GOAL:
Please shift every pixel coordinate in the answers up by 106, and write out the entries starting at the line containing "where the balcony" and ending at the line containing "top-left (0, 103), bottom-right (50, 132)". Keep every line in that span, not only the answers.

==== SUPPLIED ENTRIES

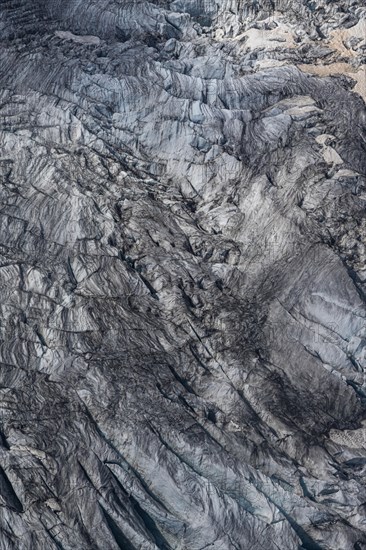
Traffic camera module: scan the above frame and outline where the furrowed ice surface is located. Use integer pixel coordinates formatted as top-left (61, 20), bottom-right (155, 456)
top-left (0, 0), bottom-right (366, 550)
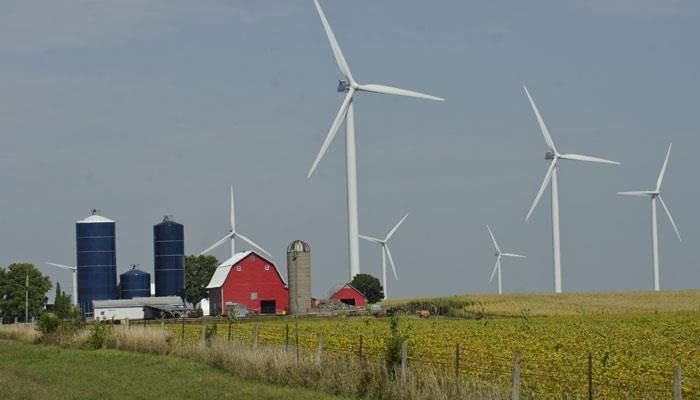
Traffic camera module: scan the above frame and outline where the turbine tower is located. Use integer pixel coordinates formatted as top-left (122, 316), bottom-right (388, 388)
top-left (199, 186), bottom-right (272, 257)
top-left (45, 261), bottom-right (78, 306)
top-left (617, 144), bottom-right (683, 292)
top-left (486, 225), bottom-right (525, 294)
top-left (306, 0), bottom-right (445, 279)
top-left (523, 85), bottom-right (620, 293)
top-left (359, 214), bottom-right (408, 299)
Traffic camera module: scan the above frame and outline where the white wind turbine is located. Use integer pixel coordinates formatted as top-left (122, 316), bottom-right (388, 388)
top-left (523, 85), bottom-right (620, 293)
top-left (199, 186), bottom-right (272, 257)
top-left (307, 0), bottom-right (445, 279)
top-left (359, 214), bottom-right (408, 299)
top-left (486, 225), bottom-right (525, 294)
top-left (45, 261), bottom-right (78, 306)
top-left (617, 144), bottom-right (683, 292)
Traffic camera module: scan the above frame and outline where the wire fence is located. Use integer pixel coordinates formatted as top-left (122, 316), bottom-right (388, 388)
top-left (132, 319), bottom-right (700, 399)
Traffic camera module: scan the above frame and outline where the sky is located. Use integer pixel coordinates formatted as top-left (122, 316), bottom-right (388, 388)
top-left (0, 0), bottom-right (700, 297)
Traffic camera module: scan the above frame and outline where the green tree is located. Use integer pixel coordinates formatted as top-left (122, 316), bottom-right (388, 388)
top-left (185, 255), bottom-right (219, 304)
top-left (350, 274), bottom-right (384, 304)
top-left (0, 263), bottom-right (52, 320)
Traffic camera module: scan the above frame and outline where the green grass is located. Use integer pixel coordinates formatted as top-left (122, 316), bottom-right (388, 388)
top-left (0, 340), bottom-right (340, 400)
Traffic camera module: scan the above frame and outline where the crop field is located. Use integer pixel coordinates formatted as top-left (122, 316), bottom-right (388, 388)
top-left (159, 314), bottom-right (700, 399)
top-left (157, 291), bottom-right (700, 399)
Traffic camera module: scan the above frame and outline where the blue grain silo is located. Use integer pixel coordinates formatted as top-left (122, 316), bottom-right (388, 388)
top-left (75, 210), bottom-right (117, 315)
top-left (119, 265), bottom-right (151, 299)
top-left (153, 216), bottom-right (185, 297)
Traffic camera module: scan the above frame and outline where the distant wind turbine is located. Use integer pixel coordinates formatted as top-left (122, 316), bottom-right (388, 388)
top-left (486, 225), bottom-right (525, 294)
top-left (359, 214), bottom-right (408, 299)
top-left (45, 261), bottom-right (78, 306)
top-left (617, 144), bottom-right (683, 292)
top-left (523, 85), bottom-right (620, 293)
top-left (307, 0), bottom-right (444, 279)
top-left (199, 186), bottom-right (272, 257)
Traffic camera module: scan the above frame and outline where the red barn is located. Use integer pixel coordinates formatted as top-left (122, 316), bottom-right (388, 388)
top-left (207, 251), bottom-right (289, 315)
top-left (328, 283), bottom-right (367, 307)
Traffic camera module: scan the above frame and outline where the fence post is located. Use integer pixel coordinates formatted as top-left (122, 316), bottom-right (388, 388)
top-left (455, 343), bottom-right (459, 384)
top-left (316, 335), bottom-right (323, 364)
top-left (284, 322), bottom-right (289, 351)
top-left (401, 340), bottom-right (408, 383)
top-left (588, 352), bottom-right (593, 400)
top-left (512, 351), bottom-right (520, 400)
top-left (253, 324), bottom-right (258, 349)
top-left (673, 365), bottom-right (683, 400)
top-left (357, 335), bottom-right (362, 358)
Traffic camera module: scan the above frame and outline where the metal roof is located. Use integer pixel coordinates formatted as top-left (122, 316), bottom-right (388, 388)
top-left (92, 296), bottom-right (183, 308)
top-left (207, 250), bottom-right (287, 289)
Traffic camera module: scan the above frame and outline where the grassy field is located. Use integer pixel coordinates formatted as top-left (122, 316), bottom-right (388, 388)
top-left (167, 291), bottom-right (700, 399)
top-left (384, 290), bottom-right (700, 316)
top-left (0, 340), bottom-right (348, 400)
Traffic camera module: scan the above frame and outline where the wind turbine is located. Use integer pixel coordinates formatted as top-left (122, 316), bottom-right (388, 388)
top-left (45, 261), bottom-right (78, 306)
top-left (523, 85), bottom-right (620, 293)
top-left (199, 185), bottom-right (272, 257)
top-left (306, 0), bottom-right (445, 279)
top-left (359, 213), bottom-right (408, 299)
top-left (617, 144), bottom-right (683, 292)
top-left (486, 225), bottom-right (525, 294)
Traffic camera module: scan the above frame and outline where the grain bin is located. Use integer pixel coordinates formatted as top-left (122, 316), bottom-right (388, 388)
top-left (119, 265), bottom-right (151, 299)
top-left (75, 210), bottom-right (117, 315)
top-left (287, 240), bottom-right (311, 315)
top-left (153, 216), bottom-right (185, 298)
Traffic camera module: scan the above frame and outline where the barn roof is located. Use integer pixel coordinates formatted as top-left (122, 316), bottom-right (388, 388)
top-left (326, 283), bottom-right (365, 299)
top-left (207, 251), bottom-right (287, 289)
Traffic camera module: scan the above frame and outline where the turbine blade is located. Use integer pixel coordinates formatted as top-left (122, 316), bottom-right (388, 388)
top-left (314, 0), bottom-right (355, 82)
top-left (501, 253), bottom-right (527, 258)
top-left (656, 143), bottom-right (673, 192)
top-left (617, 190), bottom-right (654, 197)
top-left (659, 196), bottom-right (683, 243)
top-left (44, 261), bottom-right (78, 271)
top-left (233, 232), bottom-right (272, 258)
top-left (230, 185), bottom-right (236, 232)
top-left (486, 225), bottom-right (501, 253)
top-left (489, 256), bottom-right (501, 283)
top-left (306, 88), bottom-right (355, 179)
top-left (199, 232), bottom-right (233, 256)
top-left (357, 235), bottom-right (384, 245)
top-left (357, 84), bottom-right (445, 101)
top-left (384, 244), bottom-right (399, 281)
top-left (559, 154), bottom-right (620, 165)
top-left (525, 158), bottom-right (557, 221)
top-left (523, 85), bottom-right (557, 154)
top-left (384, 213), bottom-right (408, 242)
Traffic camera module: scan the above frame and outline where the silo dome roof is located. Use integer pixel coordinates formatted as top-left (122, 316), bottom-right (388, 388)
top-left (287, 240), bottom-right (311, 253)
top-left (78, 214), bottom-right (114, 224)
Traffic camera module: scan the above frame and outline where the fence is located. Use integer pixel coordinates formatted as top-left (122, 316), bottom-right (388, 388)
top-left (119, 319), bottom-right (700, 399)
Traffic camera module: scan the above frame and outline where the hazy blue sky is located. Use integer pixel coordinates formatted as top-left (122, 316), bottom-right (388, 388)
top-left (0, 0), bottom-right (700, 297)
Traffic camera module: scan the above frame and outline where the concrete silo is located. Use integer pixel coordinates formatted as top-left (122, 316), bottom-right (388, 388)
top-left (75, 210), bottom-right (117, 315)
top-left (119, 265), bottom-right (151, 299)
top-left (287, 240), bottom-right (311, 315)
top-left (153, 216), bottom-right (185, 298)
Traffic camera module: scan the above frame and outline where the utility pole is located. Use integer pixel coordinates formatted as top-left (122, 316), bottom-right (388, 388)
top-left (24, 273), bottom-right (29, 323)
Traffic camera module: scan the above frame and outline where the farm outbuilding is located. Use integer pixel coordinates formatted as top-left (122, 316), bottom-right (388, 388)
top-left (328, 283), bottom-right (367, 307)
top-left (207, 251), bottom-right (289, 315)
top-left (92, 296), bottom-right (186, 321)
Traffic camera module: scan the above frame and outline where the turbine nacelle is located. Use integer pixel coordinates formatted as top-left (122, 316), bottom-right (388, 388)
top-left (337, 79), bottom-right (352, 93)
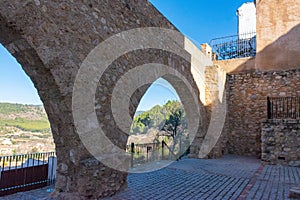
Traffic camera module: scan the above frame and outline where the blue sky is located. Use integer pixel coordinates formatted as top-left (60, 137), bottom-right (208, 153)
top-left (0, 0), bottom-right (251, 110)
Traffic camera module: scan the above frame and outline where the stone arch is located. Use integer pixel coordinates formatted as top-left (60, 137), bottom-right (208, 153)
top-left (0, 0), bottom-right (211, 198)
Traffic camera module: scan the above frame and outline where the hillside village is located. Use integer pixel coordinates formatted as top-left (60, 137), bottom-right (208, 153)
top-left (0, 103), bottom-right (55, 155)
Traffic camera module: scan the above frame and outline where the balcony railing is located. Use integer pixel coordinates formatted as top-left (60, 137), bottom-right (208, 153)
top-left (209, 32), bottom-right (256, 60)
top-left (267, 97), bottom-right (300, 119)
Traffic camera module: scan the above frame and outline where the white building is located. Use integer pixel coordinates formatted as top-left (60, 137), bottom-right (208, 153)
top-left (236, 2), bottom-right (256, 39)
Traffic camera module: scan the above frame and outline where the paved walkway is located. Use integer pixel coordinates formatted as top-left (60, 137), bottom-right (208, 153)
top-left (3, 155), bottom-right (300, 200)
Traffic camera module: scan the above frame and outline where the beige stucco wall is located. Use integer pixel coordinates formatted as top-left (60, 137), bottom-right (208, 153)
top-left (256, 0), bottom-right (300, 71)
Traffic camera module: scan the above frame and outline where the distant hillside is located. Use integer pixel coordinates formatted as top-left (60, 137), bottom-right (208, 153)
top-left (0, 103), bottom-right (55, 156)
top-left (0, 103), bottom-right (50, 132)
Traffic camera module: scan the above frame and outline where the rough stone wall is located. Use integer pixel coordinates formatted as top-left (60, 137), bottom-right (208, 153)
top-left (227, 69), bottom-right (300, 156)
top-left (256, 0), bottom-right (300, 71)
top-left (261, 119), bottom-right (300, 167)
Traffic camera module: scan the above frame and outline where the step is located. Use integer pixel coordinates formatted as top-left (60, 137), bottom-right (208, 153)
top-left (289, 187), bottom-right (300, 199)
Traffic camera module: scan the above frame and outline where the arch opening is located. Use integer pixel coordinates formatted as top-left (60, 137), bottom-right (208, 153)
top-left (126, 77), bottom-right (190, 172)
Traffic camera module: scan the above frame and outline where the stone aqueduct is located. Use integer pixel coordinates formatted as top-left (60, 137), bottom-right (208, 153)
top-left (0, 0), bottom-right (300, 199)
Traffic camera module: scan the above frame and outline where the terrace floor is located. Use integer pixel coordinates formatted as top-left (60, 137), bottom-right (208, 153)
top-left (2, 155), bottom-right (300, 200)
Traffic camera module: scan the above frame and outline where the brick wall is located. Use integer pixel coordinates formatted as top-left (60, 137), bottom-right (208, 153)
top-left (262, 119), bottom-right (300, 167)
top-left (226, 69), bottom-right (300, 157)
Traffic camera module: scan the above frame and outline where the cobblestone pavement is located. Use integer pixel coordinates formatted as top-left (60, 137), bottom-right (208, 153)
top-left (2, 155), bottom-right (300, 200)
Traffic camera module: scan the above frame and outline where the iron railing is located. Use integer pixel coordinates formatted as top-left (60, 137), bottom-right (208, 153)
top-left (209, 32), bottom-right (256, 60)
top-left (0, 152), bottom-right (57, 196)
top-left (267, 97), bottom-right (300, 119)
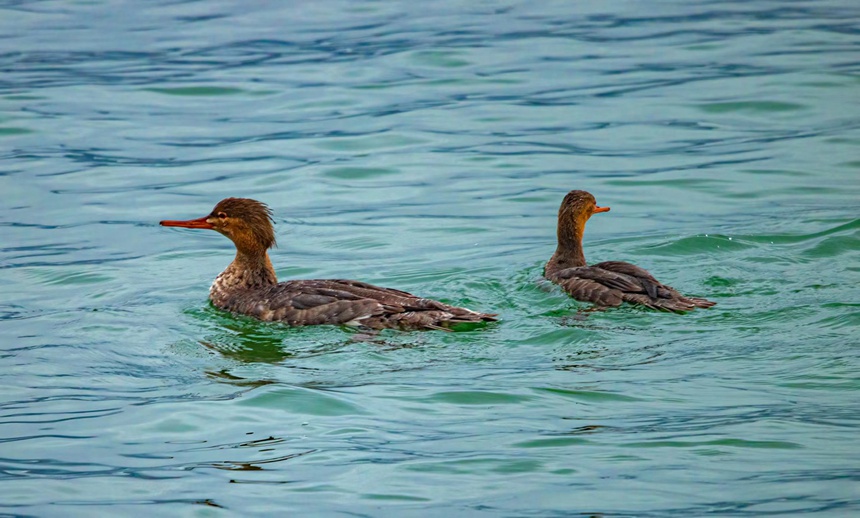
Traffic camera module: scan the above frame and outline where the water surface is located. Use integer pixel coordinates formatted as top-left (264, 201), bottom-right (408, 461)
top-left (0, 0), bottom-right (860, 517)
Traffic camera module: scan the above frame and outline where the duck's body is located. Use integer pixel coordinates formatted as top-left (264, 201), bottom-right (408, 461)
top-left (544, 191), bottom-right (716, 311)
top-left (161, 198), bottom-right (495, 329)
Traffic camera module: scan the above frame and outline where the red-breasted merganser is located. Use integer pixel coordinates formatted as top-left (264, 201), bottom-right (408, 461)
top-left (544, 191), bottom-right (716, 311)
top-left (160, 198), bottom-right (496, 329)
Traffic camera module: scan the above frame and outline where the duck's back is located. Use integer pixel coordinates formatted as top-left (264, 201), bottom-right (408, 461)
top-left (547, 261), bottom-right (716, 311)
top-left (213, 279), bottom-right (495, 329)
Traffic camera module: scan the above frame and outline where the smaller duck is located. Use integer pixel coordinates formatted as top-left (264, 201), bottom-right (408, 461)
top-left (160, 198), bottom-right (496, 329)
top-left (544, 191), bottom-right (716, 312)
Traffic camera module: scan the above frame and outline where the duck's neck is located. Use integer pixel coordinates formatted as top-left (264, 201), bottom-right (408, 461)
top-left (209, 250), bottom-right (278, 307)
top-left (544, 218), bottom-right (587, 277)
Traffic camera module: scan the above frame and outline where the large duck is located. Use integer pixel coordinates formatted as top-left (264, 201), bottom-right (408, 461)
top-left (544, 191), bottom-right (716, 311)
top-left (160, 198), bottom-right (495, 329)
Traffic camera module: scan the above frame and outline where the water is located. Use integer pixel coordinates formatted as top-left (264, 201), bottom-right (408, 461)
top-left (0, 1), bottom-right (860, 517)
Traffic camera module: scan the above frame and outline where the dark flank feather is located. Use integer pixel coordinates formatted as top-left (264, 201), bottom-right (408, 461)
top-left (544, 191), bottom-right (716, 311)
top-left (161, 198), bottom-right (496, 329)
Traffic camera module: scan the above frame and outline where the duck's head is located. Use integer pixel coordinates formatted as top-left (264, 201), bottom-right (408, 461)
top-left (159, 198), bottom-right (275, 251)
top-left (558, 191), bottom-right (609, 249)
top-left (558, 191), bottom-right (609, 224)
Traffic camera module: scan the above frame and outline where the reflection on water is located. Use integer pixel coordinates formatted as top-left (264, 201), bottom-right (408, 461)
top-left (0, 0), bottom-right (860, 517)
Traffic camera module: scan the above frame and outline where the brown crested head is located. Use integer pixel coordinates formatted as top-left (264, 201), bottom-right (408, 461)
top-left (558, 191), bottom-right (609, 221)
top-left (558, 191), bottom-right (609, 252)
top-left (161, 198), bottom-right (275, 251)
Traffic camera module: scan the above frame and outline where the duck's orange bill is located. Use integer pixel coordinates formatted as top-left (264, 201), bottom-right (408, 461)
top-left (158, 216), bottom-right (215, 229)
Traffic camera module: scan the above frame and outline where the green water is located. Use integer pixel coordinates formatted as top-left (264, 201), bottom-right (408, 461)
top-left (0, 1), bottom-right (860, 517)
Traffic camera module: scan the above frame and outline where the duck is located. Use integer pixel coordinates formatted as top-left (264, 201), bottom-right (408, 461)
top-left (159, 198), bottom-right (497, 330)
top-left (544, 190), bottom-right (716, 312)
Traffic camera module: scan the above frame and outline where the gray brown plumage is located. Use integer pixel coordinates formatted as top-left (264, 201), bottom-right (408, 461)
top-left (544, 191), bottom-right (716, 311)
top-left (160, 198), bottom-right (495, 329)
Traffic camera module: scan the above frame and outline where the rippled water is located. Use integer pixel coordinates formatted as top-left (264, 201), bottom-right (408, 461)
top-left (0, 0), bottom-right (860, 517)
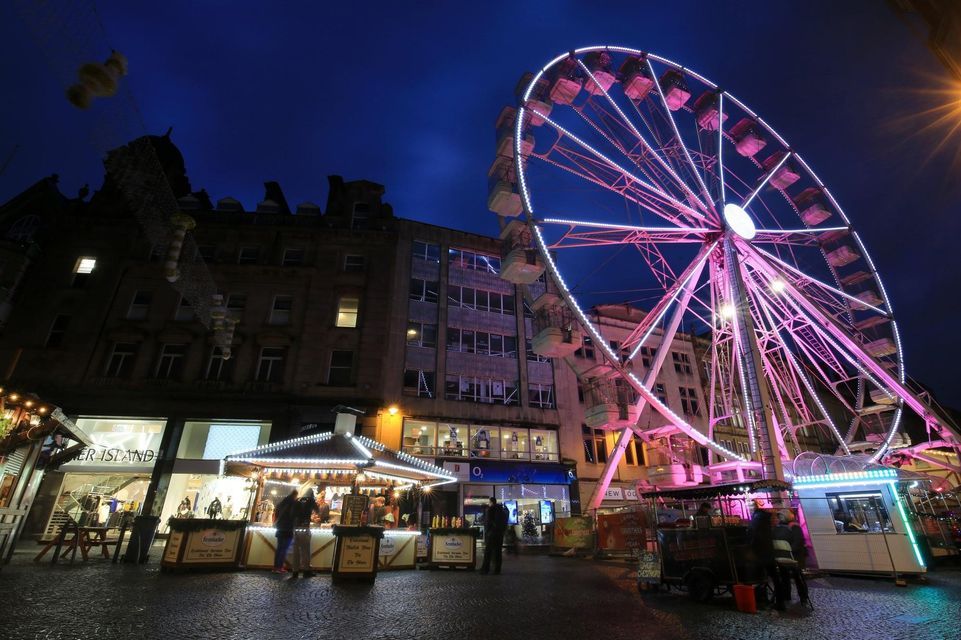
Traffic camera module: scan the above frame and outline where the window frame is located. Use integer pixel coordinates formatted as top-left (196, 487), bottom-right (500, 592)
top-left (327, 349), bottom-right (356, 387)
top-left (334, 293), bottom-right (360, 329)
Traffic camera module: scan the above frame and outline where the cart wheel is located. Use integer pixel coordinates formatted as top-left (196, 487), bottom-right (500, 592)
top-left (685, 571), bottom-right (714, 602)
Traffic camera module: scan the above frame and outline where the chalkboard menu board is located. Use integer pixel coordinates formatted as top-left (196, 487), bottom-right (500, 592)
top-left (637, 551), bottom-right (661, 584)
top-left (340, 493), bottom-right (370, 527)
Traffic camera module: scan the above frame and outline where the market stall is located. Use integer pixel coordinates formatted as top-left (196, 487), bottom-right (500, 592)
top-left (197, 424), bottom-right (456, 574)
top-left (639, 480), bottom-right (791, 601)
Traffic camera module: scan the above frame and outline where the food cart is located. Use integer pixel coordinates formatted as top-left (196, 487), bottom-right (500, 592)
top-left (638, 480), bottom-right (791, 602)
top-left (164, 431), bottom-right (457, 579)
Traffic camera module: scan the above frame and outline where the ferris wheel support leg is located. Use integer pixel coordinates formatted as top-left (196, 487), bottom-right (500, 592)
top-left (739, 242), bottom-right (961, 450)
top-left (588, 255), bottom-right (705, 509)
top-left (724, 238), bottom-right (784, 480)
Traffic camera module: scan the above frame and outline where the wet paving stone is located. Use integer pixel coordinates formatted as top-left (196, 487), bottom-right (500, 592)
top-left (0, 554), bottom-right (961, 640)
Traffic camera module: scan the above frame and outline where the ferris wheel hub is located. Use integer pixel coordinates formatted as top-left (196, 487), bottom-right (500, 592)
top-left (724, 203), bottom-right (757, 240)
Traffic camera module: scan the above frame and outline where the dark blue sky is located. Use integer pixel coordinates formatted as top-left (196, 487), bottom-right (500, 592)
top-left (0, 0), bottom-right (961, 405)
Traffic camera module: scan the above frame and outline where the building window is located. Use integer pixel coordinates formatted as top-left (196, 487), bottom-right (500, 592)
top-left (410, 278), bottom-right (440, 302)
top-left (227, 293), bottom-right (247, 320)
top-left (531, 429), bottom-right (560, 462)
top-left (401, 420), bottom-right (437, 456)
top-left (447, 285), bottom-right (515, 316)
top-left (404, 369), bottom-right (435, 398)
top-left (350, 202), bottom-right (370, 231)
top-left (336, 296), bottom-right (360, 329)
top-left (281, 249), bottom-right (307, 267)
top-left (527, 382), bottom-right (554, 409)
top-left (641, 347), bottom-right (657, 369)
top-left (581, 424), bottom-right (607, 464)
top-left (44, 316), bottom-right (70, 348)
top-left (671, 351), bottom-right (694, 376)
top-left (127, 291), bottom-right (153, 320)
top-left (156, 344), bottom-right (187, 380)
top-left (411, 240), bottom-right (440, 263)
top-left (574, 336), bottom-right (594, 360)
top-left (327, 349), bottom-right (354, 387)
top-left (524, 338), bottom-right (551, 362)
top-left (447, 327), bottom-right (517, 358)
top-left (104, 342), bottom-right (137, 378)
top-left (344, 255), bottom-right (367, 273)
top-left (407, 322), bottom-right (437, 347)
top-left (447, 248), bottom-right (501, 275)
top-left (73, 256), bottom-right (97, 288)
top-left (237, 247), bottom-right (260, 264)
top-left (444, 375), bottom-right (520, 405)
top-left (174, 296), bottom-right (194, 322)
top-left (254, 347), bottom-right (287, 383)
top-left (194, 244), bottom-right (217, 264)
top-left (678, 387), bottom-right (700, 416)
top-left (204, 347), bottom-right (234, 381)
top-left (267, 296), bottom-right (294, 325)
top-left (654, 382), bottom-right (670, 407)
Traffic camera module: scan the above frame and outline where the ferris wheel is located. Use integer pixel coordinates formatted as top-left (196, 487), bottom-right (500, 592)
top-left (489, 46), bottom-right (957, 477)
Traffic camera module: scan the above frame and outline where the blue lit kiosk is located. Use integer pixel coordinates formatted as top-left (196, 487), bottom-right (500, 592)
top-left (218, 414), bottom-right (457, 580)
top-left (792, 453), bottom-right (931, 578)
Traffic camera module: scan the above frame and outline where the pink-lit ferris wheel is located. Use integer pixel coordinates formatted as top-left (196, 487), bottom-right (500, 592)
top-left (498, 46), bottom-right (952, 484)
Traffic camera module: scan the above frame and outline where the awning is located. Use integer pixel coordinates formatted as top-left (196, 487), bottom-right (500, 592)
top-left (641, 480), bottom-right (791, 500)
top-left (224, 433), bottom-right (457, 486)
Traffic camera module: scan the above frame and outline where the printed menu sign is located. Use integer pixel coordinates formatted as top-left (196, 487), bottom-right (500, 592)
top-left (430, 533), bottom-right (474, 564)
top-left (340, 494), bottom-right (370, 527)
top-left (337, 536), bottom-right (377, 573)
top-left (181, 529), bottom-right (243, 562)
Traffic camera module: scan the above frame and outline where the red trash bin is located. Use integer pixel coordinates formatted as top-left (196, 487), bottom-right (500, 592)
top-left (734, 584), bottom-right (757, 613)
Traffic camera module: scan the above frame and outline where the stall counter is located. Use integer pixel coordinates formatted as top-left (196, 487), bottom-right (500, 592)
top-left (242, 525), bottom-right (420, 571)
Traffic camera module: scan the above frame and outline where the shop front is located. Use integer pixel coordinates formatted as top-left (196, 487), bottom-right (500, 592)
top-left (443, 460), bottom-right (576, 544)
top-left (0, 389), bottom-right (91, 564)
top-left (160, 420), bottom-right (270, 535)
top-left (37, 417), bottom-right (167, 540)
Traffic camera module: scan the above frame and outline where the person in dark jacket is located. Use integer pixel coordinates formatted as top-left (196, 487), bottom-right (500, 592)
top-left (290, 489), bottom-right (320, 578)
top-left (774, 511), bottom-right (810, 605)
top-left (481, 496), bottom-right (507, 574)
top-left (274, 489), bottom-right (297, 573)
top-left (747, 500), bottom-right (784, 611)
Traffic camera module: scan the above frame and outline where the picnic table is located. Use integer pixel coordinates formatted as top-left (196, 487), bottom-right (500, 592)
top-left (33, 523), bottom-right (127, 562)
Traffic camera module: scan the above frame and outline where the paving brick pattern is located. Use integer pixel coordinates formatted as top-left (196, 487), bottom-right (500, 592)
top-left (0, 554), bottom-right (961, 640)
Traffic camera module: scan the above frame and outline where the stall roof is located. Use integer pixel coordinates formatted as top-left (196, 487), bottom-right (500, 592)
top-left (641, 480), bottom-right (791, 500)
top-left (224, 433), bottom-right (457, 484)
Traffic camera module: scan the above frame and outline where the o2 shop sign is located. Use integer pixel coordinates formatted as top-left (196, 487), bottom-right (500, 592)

========

EXERCISE RESULT:
Traffic camera module: scan the above frame and outline where the balcony railing is located. Use integer pixel coordinates formatted as top-left (60, 137), bottom-right (208, 153)
top-left (315, 138), bottom-right (362, 166)
top-left (373, 203), bottom-right (406, 225)
Traffic camera module: scan the above frame and outline where the white building is located. Use integer pixel coordinates formatted as top-left (60, 137), bottom-right (208, 153)
top-left (342, 108), bottom-right (362, 145)
Traffic camera module: scan the above frame and outline where the paved walkway is located. Use integer pixel coordinates formatted as top-left (60, 137), bottom-right (208, 153)
top-left (109, 261), bottom-right (406, 306)
Traffic camera module: scan the above frame and outline where the beige stucco wall is located. Use integer pixel coordinates formatted as top-left (60, 137), bottom-right (208, 153)
top-left (362, 106), bottom-right (406, 177)
Traffic camera module: scan the above frame and outline where the distant hillside is located. Use integer pixel coordinates formatted as top-left (60, 137), bottom-right (208, 153)
top-left (106, 209), bottom-right (161, 262)
top-left (106, 209), bottom-right (156, 238)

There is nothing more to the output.